[Description of the task] Could you write out the records from the start through the line with "x=243 y=348", changing "photo" to "image" and keeping everything else the same, with the pictures left out?

[Begin Records for this exercise]

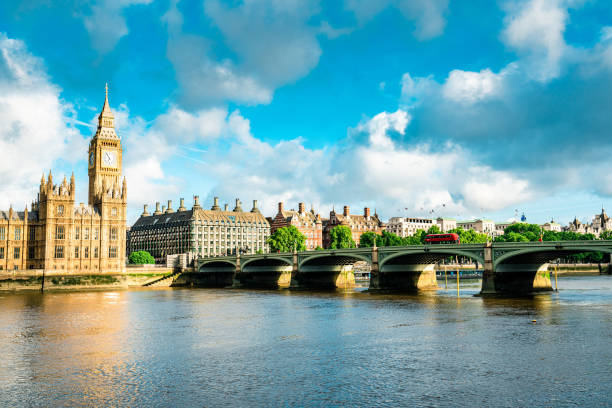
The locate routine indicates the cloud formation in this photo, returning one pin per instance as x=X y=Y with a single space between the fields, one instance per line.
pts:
x=32 y=115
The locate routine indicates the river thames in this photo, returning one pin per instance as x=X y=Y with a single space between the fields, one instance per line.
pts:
x=243 y=348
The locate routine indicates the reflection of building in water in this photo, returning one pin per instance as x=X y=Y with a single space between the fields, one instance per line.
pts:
x=57 y=235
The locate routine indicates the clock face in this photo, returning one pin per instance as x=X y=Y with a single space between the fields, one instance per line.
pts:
x=109 y=158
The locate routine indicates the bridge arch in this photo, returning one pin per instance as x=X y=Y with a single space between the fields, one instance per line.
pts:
x=267 y=260
x=546 y=254
x=429 y=256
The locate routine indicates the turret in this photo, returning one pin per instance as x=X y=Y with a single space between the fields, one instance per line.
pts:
x=124 y=189
x=169 y=209
x=215 y=206
x=157 y=209
x=196 y=203
x=238 y=207
x=255 y=209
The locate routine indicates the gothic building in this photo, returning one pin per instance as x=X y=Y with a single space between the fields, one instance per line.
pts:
x=307 y=222
x=58 y=235
x=199 y=232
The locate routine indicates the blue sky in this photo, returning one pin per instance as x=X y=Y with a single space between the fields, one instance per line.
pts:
x=414 y=107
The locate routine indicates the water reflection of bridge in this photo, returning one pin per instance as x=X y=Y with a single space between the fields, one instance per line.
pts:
x=518 y=267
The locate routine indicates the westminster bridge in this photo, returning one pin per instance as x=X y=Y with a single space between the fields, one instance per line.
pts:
x=509 y=267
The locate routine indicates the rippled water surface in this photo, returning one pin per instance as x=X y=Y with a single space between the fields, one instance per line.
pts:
x=203 y=347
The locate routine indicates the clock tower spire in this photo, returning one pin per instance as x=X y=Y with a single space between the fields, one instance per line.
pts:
x=104 y=155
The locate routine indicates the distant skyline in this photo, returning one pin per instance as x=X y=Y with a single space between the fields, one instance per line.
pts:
x=479 y=109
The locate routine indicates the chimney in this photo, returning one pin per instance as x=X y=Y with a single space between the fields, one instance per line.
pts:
x=238 y=207
x=196 y=203
x=255 y=209
x=215 y=206
x=169 y=209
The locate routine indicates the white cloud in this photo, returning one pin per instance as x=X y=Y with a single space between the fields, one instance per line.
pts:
x=535 y=30
x=35 y=125
x=470 y=87
x=428 y=15
x=106 y=24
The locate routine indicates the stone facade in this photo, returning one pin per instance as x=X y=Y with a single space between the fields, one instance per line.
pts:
x=405 y=227
x=55 y=234
x=199 y=232
x=307 y=222
x=357 y=223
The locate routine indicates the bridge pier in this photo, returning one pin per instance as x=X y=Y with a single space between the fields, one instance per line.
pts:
x=272 y=276
x=516 y=279
x=326 y=276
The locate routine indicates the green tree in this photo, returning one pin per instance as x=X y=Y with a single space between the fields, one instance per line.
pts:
x=285 y=239
x=141 y=257
x=606 y=235
x=367 y=239
x=341 y=237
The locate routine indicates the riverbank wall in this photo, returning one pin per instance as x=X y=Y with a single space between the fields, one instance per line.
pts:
x=43 y=280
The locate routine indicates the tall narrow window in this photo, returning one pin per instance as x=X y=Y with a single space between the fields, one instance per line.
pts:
x=59 y=232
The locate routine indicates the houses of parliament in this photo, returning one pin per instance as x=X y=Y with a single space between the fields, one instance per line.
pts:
x=55 y=234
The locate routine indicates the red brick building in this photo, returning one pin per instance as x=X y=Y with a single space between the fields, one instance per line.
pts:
x=307 y=222
x=357 y=223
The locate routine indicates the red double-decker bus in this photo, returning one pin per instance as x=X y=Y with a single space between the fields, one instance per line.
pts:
x=442 y=239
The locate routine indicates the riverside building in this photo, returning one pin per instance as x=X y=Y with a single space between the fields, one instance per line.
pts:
x=58 y=235
x=307 y=222
x=408 y=226
x=199 y=232
x=358 y=224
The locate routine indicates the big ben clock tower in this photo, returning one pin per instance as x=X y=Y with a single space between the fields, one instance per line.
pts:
x=104 y=157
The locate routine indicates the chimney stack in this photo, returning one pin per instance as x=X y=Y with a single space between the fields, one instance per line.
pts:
x=182 y=206
x=169 y=209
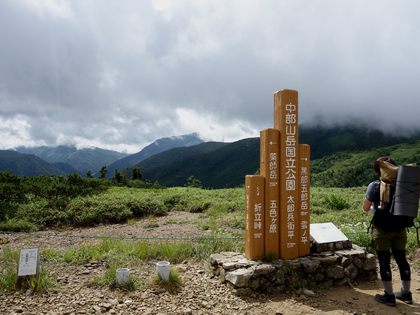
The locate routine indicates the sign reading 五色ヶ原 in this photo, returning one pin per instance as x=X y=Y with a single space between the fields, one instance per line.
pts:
x=28 y=262
x=285 y=171
x=269 y=169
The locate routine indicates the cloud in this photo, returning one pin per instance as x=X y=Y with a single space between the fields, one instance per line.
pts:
x=121 y=74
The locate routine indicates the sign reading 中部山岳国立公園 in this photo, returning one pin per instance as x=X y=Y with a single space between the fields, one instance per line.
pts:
x=285 y=168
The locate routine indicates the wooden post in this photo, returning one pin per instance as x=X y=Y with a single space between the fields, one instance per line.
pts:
x=269 y=169
x=305 y=185
x=254 y=227
x=286 y=120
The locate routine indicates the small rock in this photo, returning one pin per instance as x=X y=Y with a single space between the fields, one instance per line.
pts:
x=308 y=292
x=113 y=301
x=96 y=308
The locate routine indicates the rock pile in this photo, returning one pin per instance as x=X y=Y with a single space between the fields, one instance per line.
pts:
x=321 y=270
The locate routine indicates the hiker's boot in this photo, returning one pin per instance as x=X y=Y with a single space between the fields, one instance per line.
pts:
x=406 y=297
x=388 y=299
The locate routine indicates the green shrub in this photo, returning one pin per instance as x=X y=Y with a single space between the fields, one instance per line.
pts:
x=41 y=213
x=336 y=202
x=18 y=225
x=92 y=210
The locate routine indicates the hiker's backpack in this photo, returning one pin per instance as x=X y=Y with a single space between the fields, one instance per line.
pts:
x=399 y=197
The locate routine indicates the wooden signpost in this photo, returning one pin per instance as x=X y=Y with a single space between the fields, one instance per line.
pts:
x=269 y=169
x=285 y=171
x=254 y=225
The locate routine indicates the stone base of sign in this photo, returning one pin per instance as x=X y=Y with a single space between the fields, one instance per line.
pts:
x=318 y=271
x=333 y=246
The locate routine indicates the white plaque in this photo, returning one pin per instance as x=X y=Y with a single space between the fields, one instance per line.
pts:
x=28 y=262
x=326 y=233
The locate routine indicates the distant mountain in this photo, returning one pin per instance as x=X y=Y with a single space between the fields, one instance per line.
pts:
x=215 y=164
x=328 y=140
x=225 y=165
x=349 y=169
x=158 y=146
x=26 y=164
x=81 y=159
x=67 y=168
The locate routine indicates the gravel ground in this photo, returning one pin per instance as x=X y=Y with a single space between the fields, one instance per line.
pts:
x=200 y=293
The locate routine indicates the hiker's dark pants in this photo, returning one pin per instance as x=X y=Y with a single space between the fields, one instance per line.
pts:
x=385 y=242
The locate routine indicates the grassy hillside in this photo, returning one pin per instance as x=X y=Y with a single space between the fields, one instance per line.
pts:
x=329 y=140
x=221 y=210
x=351 y=169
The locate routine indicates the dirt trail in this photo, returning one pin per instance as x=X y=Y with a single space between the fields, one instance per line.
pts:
x=201 y=294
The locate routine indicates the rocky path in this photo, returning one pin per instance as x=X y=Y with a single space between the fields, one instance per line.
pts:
x=200 y=293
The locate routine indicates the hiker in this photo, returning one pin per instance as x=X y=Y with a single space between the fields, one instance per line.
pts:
x=388 y=236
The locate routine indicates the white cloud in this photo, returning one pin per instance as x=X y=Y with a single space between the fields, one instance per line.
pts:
x=124 y=73
x=212 y=127
x=15 y=132
x=53 y=8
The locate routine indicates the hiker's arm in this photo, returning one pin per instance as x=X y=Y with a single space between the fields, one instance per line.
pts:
x=366 y=205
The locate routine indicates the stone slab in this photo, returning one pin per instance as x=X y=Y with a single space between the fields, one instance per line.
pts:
x=326 y=233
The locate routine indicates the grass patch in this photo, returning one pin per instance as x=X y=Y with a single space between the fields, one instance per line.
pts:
x=125 y=251
x=18 y=225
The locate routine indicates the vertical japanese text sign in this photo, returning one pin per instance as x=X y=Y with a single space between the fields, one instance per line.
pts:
x=305 y=184
x=254 y=221
x=286 y=120
x=269 y=169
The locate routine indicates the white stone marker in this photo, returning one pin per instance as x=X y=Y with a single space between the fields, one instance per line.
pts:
x=28 y=262
x=326 y=233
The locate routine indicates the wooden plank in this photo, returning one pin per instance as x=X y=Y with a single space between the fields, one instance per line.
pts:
x=254 y=221
x=305 y=195
x=269 y=169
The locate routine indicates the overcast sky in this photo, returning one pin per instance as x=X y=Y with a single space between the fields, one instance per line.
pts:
x=120 y=74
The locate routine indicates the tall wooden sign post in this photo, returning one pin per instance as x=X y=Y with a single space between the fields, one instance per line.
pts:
x=254 y=217
x=269 y=169
x=285 y=172
x=286 y=120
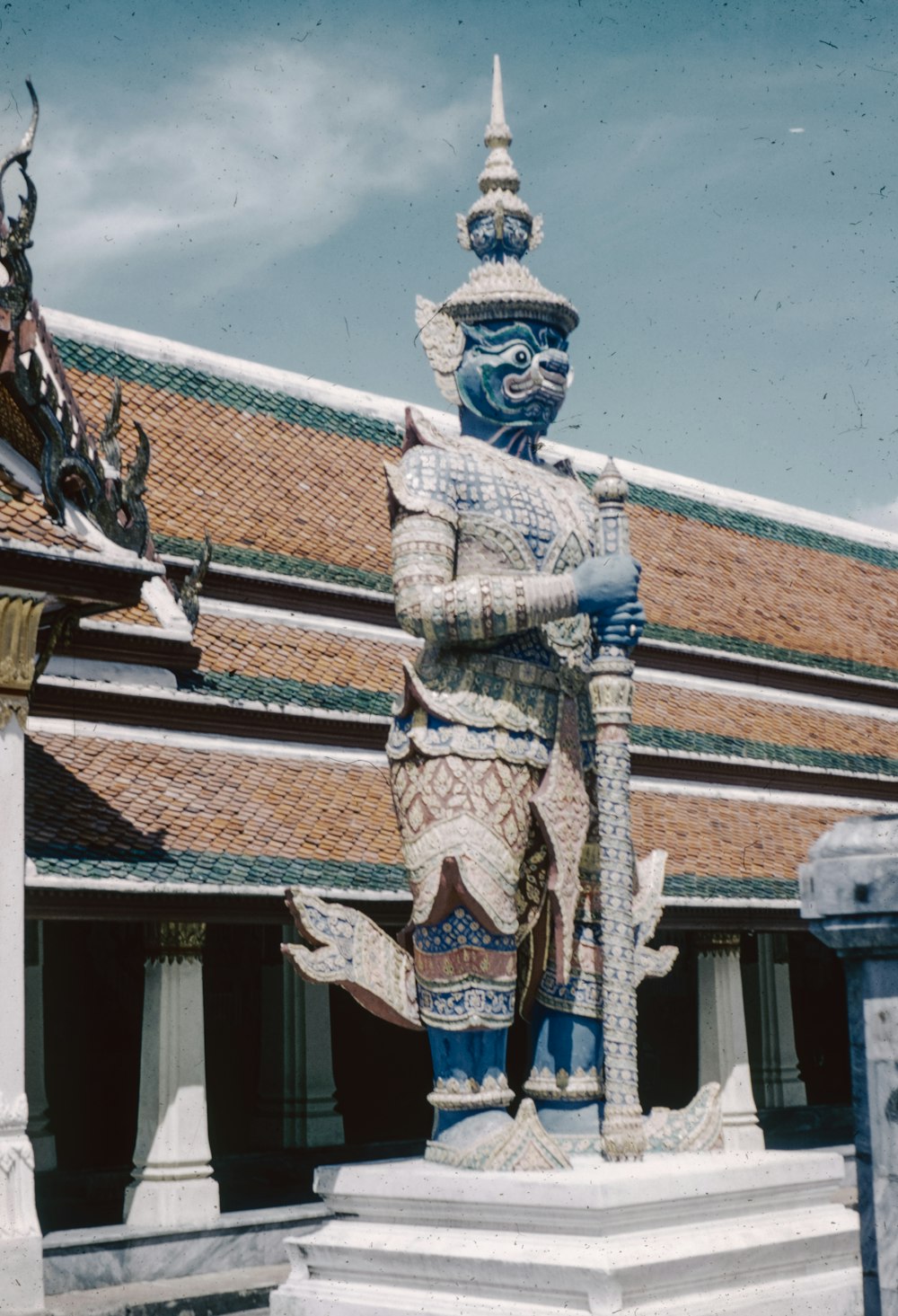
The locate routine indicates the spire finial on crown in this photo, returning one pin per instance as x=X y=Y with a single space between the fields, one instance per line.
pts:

[End Records for this exercise]

[Solved exercise]
The locate routine indicates the cloud formation in this image, returning one pin per instance as x=X y=Y with a single space between the fields, one instance per line.
pts:
x=32 y=115
The locate routine indicates the river thames in this image, returning one pin per instance as x=X y=Y with a single space between the fields, one instance per line.
pts:
x=243 y=348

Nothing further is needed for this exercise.